**Work to be completed**
Copy every record word for word.

[Items from a dataset]
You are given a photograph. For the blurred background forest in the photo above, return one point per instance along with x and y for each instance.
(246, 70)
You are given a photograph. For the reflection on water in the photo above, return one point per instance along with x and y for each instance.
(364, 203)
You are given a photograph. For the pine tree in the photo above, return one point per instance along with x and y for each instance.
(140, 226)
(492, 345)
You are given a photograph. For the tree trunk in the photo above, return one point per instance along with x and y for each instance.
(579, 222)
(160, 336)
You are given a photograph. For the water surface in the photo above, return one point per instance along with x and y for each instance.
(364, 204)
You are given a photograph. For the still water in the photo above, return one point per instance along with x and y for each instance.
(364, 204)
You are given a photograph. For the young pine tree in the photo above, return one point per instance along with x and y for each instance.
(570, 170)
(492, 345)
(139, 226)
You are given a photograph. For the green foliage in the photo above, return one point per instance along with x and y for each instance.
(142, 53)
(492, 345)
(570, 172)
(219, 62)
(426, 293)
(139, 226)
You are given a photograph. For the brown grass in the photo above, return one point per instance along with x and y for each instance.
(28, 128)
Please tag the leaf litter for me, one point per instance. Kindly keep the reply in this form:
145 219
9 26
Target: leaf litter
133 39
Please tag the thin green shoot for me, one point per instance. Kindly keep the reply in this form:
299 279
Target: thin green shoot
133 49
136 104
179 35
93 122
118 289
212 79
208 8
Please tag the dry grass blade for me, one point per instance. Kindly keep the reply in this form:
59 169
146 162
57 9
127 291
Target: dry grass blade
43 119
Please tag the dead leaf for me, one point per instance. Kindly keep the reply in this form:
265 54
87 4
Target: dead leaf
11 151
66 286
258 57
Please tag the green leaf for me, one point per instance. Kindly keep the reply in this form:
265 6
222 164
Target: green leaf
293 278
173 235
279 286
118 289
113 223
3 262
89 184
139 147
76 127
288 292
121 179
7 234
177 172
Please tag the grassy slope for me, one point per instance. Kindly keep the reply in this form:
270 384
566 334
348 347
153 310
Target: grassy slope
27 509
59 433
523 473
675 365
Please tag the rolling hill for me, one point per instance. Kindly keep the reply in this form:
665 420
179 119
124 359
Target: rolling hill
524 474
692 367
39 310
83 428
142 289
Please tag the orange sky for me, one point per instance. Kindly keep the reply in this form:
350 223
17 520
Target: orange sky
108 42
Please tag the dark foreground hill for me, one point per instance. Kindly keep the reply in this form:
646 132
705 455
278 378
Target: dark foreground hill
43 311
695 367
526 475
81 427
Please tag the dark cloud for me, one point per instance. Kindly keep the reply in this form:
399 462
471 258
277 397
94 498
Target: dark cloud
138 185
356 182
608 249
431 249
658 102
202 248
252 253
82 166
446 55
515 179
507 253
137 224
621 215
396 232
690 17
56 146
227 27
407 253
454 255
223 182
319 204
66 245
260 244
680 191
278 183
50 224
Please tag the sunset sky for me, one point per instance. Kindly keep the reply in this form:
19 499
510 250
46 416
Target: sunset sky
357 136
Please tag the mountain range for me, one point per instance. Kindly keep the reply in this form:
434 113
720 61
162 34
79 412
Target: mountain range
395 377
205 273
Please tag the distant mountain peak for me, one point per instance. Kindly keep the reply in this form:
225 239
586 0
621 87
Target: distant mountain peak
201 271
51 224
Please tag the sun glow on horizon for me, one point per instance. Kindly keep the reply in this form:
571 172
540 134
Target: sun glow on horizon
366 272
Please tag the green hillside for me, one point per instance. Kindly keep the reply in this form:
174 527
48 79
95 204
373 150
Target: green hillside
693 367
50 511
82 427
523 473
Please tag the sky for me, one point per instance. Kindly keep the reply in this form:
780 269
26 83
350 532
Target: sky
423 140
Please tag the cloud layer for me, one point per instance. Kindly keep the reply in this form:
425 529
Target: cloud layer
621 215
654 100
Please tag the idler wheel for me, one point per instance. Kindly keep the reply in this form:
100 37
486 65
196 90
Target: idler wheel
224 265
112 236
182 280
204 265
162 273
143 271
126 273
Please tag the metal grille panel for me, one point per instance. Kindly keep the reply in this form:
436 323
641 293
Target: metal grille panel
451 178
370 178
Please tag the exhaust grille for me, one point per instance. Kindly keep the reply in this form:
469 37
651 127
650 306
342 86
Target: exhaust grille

**Answer section**
You are given a photograph. For the blurred background forest in the photo above, return one point per instance along with x and y for each instance.
(246, 70)
You are given a photograph. For the reflection on water in the photo above, return one point per instance along with x and y for each instance.
(364, 203)
You are given a photograph. For the pine tree in the photo above, return one point per instance along with x and y for each instance.
(140, 226)
(492, 345)
You are given a photograph. For the tree trunk in the photo above, return one point per instance along with x and y for each instance.
(579, 222)
(160, 336)
You are given a photograph. For the water surface in the photo above, return one point per instance along with x and y for each instance.
(364, 204)
You are given a photograph. For the still water in the photo above, return one point per instance along with x and y for each instance.
(364, 204)
You are given a photograph. For the young pine tree in the photo above, return one point per instance along with x and y for each instance.
(570, 170)
(492, 345)
(139, 226)
You are given a photograph. For the green foliage in the photo above, return one point per instance along with x and y for each instance.
(142, 53)
(492, 345)
(570, 172)
(219, 62)
(426, 293)
(139, 226)
You are given a photograph. For the brown grass in the photo above, return one point per instance along with x and y for each instance.
(28, 128)
Please tag the leaf litter for me, one point per instance. Kindly keep the reply in this form:
145 219
9 26
Target: leaf litter
133 39
Please tag the thin green shoot for me, one point per instance. Kindly keep the reply in this form:
299 279
Target: thin green shoot
133 49
136 104
179 35
93 122
118 289
212 79
208 8
Please tag the dry grass blade for me, one point per instance. Kindly keep the reply in this form:
59 169
146 162
57 9
127 291
Target: dry grass blade
43 119
Please tag the dead leaf for me, one point per instance. Kindly keep the reply in this form:
265 54
87 4
Target: dead leaf
11 151
66 286
258 57
Please tag the green leaf for me, one point per instance. Kindly keep the reply in this form:
265 6
222 164
Target: green leaf
293 278
173 235
279 286
118 289
113 223
3 262
89 184
139 147
76 127
288 292
121 179
7 234
177 172
Please tag the grassy slope for me, one point per instance. Kindly keep the reply in this form:
270 384
566 334
348 347
153 310
Target: grassy slope
27 509
59 433
523 473
675 365
Please tag the rolling hill for me, one point per instance. Kindly keep the reply in this form:
665 420
179 119
124 359
Target: rolling hill
524 474
692 367
39 310
83 428
142 289
Please tag the orange sky for me, one point per instance. Kindly keep the reply in this form:
350 223
17 520
Target: orange sky
108 42
Please tag the dark foreground hill for me, one point per instance. Kindly keep the reply in this form:
646 132
705 455
278 378
Target: dark foreground hill
43 311
695 367
526 475
81 427
Please tag the dark cloud for me, one point per instance. Kindly keep the reply in this form:
399 462
471 258
277 397
94 498
Target: dark cloud
138 185
356 182
608 249
431 249
658 102
202 248
252 253
82 166
446 55
515 179
507 253
137 224
621 215
396 232
690 17
56 146
227 27
407 253
454 255
223 182
319 204
66 245
260 244
680 191
278 183
50 224
Please tag the sunset sky for me, one point per instance. Kindly keep the reply in this form:
19 499
510 250
46 416
Target: sunset sky
357 136
Please tag the mountain range for me, one point per instance. Kindly keep the reply in this form:
434 113
720 61
162 34
79 412
Target: mountain range
395 377
205 273
Please tag the distant mountain peak for me, one point per instance. Kindly keep the reply in this form:
225 239
586 0
621 87
Target: distant mountain peak
201 271
51 224
Please tag the sun glow on horizon for me, one point per instance. Kindly keep the reply in this form:
571 172
540 134
Target: sun glow on horizon
366 272
Please tag the green hillside for me, one point per instance. Kindly keep the reply in this form:
174 527
48 79
95 204
373 150
Target: green hillside
693 367
50 511
82 427
523 473
Please tag the sky for me, one point per instance. Kindly keep the reply in this form:
780 269
26 83
350 532
Target: sky
423 140
Please tag the cloud layer for me, one point per instance. Kindly keep the reply in this form:
425 529
Target: cloud layer
621 215
654 100
Please tag the idler wheel for me, one point per instance. Kindly keep the reply in this form:
100 37
486 65
196 90
Target: idler wheel
224 265
112 236
182 280
204 265
162 273
143 271
126 273
Please tag the metal grille panel for me, one point per instance. Kindly keep the reply in this form:
436 323
641 293
Target: metal grille panel
451 178
370 178
Please tag the exhaust grille for me, one point per instance. Kindly keep the reply in this form:
469 37
651 127
650 306
342 86
Target: exhaust grille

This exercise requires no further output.